> **Consignes**:
1) D'après le texte sur les conférences d'architecture, combien de personnes environ assistaient à la conférence dans l'amphithéâtre d'Auguste Perret ?
2) Relevez dans le texte sur les conférences d'architecture toutes les personnes dont la présence est annoncée à la conférence « Quel futur pour l'architecture ? ».
3) Poursuivez le texte sur les conférences d'architecture à la suite de sa dernière phrase.

==== Texte fourni ====

La dernière semaine de novembre 2019 était, à Paris, remplie à ras bord de conférences et d’événements ayant trait à l’architecture et la ville, dont deux qui laissent un goût amer car donnant lieu à une constatation sans appel : l’architecte est en phase de décomposition lente mais il bouge encore un peu.
Deux conférences très différentes amènent à cette conclusion : la présentation mardi 26 novembre au Pavillon de l’arsenal de l’ouvrage de Sybil Cosnard, de CITY Linked, et Catherine Sabbah, Ca déménage dans l’aménagement et, le jeudi 28, une conférence au Palais d’Iéna, siège du Conseil économique, social et environnemental (CESE), organisée par La Cité de l’Architecture, Quel futur pour l’architecture ? en présence de Ellen van Loon d’OMA, Marc Mimram, Carme Pinos et Rudy Ricciotti.
Ce qui frappe en premier, c’est le public. Salle comble au Pavillon de l’Arsenal, des promoteurs, des bureaux d’études, de concertation, des acteurs privés et publics, peu d’architectes. Ces derniers ne sont-ils pas intéressés par des mutations qui les concernent ?
Au CESE, c’est une autre histoire. Dans l’amphithéâtre d’Auguste Perret, 80 personnes environ, pas plus. Des architectes, Anne Démians, Michel Cantal-Dupart, Francis Soler, Alain Sarfati, des étudiants de Marc Mimram, mais un public déjà acquis à la question de l’architecture.
Entre ces deux événements, tout ce beau monde de la promotion et de l’architecture s’était réuni pour une soirée de charité afin de restaurer le CESE, puisque l’Etat se moque bien de son patrimoine.
Deux questions déconnectées
Les deux conférences reflètent un malaise grandissant où chaque profession semble rester dans son couloir de nage. Qui aménage ? Comment l’architecture y contribue ? Deux questions liées mais pourtant séparées lors de ces deux événements. Comme si les deux questions étaient déconnectées, comme si l’architecte était replié sur lui-même, loin de l’aménagement, alors que promoteurs et aménageurs publics semblent marcher main dans la main : l’un a des terrains et l’autre a de l’argent, reste juste à voir ce qu’on en fait.

==== Enregistrements de données ====

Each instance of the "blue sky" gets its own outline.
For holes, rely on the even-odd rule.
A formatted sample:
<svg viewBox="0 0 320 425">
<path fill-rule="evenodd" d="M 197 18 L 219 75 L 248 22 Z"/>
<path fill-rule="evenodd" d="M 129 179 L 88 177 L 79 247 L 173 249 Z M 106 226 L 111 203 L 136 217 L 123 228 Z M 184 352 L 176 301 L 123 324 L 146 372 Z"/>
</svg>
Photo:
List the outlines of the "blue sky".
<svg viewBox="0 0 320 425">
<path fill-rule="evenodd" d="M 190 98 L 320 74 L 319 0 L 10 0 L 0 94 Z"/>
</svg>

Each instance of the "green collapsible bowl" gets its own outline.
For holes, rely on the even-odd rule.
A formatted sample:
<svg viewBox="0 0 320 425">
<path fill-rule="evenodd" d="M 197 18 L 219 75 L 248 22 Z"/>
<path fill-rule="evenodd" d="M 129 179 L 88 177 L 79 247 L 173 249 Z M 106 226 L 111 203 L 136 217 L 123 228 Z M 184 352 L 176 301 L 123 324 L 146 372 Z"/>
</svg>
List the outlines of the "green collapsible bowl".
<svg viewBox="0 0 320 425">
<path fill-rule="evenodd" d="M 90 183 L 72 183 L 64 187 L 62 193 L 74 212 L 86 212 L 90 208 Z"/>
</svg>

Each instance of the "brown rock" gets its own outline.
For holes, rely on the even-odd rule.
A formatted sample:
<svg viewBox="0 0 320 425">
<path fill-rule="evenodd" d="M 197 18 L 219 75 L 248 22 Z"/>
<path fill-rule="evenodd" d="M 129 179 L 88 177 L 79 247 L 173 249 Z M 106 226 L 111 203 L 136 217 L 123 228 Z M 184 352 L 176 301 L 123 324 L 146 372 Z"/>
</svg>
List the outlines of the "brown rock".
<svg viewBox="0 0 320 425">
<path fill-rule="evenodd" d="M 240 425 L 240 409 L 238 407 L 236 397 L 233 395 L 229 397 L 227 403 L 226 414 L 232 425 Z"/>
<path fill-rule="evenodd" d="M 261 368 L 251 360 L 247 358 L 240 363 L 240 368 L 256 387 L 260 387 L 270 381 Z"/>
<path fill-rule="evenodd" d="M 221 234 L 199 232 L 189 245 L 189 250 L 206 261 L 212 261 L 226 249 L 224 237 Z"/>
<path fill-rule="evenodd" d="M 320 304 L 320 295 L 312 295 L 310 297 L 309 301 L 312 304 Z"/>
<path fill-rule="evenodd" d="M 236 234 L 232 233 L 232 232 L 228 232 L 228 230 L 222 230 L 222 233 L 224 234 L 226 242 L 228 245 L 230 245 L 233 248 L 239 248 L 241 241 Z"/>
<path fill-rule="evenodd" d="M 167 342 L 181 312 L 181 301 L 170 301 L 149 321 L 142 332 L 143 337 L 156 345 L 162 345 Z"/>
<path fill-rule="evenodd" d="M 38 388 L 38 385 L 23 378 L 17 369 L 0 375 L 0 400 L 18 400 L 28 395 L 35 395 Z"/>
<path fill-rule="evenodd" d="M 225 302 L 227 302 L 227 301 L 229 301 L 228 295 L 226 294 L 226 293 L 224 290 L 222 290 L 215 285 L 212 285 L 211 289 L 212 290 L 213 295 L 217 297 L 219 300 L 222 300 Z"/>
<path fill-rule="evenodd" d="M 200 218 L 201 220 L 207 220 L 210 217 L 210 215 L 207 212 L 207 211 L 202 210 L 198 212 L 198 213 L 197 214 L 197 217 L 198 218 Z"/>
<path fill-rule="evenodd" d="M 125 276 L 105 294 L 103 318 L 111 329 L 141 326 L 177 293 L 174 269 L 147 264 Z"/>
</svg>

====

> **Réponses par consigne**:
1) Environ 80 personnes, pas plus.

2) Ellen van Loon, Marc Mimram, Carme Pinos et Rudy Ricciotti.

3)
D’ailleurs dans Ca déménage dans l’aménagement, les autrices sont claires : l’architecte n’est pas présent dans leur questionnement puisque le choix a été fait de travailler sur les modes de production. Du coup, une production axée sur «qui paye l’aménagement». Il est vrai que l’ouvrage bénéficie du soutien des promoteurs, ces nouveaux aménageurs : Altarea Cogedim, Apsys, Bouygues Immobilier, Citallios, Emerige, Engie Aire Nouvelle, EPF Ile-de-France, Frey, Grand Paris Aménagement, Icade, Les Résidences Yvelines Essonne, Novaxia. Tous sans doute bien contents de voir ainsi leur image de financier ou constructeur rehaussée par leur participation à une étude qui célèbre leur nouveau rôle de créateurs de territoire. Au passage, rappelons que Novaxia vient de se faire condamner très lourdement par l’AMF, le gendarme des marchés financiers, pour des informations confuses, erronées et un refus de contrôle.
Tous ces entrepreneurs étaient là pour se féliciter joyeusement de répondre aux nouveaux enjeux de l’aménagement : démocratie, écologie et partage, tout en «remettant l’humain au cœur du projet». Comme le résume Catherine Sabbah : «on se demande où était l’humain avant ? Alors que c’est l’objectif premier de la construction».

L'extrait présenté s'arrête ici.